» **Problem details**
Output, without alteration, the first line of the entries and each line after it, stopping with the line that contains "Give the mask of every instance of the black".

+++

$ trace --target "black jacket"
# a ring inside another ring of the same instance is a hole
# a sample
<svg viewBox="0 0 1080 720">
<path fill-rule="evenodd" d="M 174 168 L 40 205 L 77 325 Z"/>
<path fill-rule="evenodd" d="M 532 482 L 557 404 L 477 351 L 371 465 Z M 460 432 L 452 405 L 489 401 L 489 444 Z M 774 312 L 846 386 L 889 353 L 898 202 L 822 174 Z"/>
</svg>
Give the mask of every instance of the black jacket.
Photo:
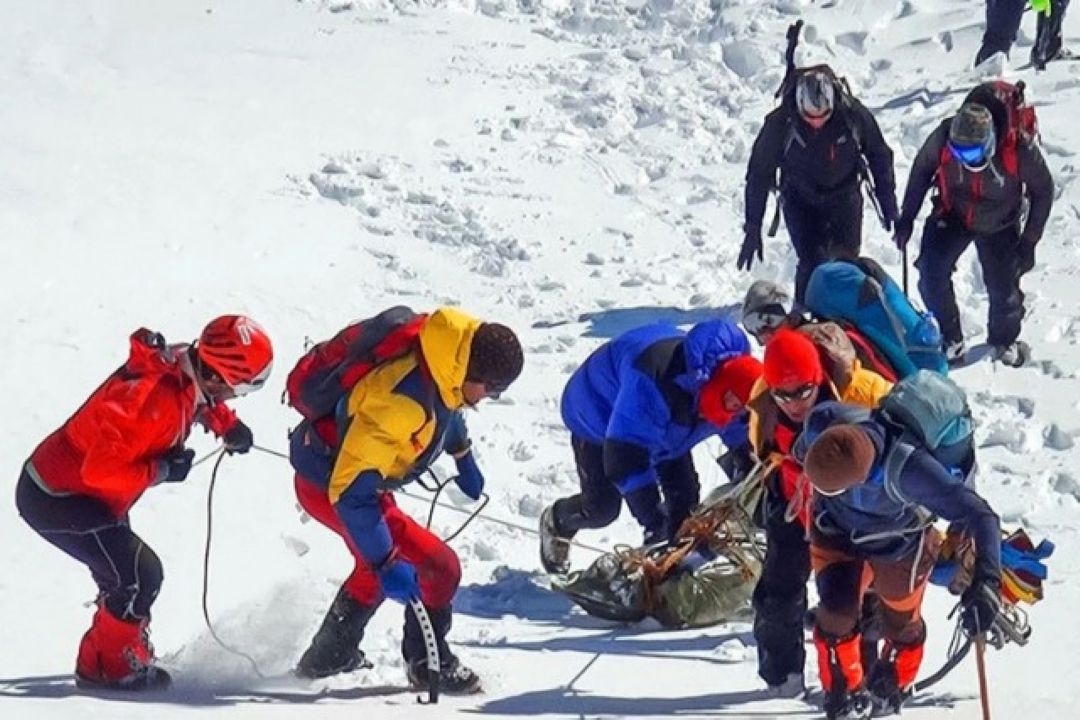
<svg viewBox="0 0 1080 720">
<path fill-rule="evenodd" d="M 838 99 L 836 112 L 824 127 L 814 130 L 799 117 L 789 95 L 765 117 L 765 125 L 754 141 L 746 170 L 746 227 L 761 228 L 777 170 L 785 201 L 828 204 L 858 192 L 862 157 L 866 158 L 886 217 L 895 218 L 893 153 L 870 111 L 855 98 Z"/>
<path fill-rule="evenodd" d="M 911 166 L 898 228 L 910 232 L 927 191 L 936 184 L 932 217 L 943 217 L 979 235 L 992 235 L 1020 224 L 1026 196 L 1030 207 L 1023 234 L 1031 240 L 1041 238 L 1054 202 L 1054 179 L 1039 146 L 1016 147 L 1015 173 L 1006 170 L 1000 148 L 978 172 L 952 158 L 942 163 L 944 153 L 948 153 L 945 144 L 951 121 L 945 120 L 931 133 Z"/>
</svg>

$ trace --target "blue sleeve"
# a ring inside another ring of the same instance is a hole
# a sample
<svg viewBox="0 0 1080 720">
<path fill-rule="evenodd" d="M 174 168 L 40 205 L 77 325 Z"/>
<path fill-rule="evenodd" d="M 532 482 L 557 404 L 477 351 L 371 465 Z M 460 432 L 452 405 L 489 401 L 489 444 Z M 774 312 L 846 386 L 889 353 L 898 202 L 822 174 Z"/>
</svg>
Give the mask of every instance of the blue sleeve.
<svg viewBox="0 0 1080 720">
<path fill-rule="evenodd" d="M 734 450 L 750 442 L 750 413 L 744 410 L 720 428 L 720 439 L 724 441 L 724 447 L 728 450 Z"/>
<path fill-rule="evenodd" d="M 375 470 L 363 471 L 334 506 L 349 539 L 372 567 L 382 564 L 394 547 L 379 506 L 378 489 L 382 479 Z"/>
<path fill-rule="evenodd" d="M 460 410 L 450 416 L 446 427 L 443 447 L 450 454 L 459 453 L 469 444 L 469 428 L 465 425 L 465 416 Z"/>
<path fill-rule="evenodd" d="M 925 450 L 916 450 L 900 474 L 899 490 L 910 502 L 961 525 L 975 542 L 975 576 L 1001 577 L 1001 523 L 997 513 Z"/>
<path fill-rule="evenodd" d="M 604 438 L 604 474 L 623 495 L 657 482 L 653 458 L 664 442 L 671 411 L 660 389 L 637 371 L 627 373 Z"/>
</svg>

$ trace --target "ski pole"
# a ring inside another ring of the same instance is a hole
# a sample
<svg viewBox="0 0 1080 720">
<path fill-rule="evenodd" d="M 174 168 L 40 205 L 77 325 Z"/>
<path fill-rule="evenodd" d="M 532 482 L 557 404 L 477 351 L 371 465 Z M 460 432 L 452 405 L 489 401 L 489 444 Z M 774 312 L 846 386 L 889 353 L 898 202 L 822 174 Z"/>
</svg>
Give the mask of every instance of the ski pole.
<svg viewBox="0 0 1080 720">
<path fill-rule="evenodd" d="M 986 688 L 986 637 L 975 638 L 975 665 L 979 669 L 979 700 L 983 720 L 990 720 L 990 692 Z"/>
<path fill-rule="evenodd" d="M 427 702 L 421 698 L 417 698 L 416 701 L 421 705 L 434 705 L 439 702 L 439 673 L 442 669 L 439 660 L 439 641 L 435 638 L 435 626 L 431 624 L 431 616 L 428 615 L 424 603 L 420 600 L 410 600 L 409 607 L 416 616 L 416 622 L 420 625 L 420 633 L 424 636 L 424 649 L 427 651 L 428 699 Z"/>
<path fill-rule="evenodd" d="M 904 295 L 908 294 L 908 269 L 907 269 L 907 243 L 904 243 L 904 247 L 900 248 L 900 263 L 904 267 Z"/>
</svg>

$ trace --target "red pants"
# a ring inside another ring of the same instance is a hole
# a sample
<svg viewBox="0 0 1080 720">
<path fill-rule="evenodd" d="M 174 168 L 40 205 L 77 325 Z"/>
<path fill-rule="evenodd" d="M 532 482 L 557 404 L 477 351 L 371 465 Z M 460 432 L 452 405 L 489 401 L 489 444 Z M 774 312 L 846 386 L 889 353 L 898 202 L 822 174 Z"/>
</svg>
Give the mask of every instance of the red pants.
<svg viewBox="0 0 1080 720">
<path fill-rule="evenodd" d="M 356 566 L 345 581 L 345 589 L 363 605 L 378 605 L 383 599 L 379 577 L 349 539 L 326 491 L 299 474 L 295 485 L 300 506 L 308 515 L 340 535 L 352 553 Z M 457 554 L 431 531 L 403 513 L 390 493 L 383 493 L 379 502 L 383 519 L 390 529 L 390 537 L 398 549 L 398 557 L 416 567 L 424 605 L 436 610 L 446 607 L 453 600 L 461 582 L 461 563 Z"/>
</svg>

+++

» **Response**
$ trace --target "black jacket"
# a ring inside another ring of the same instance is a hole
# a sample
<svg viewBox="0 0 1080 720">
<path fill-rule="evenodd" d="M 174 168 L 40 205 L 77 325 Z"/>
<path fill-rule="evenodd" d="M 532 482 L 557 404 L 477 351 L 371 465 Z M 460 432 L 452 405 L 489 401 L 489 444 Z M 774 312 L 846 386 L 889 353 L 898 202 L 822 174 Z"/>
</svg>
Give the mask of every instance of the black jacket.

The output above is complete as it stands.